Entries for pointing at named objects:
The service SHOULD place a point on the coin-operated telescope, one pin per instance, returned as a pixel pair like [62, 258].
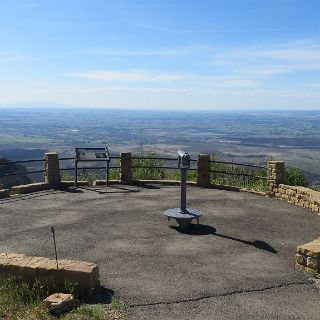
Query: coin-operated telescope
[183, 215]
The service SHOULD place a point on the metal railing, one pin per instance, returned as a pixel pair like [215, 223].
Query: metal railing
[3, 163]
[227, 168]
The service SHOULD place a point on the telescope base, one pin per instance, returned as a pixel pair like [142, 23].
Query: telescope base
[183, 218]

Aim of the task => Could you write out every line of the data above again, scaling the pixel coordinates in the answers by 0.2 and rounding each to a whole number, with halves going up? Change no other numbers, and omit the pictures.

Response below =>
The service SHOULD place a point on the coin-operated telescope, one pin per instance, returned as a pixel pair like [62, 258].
Query: coin-operated telescope
[37, 43]
The service SHOULD place a point on the metal railing, one pin per instance, returned as a pixel pair like [215, 223].
Query: metal railing
[1, 33]
[45, 34]
The service SHOULD place a point on the telescope base, one pin per instance, returned as a pixel pair like [142, 23].
Query: telescope base
[37, 44]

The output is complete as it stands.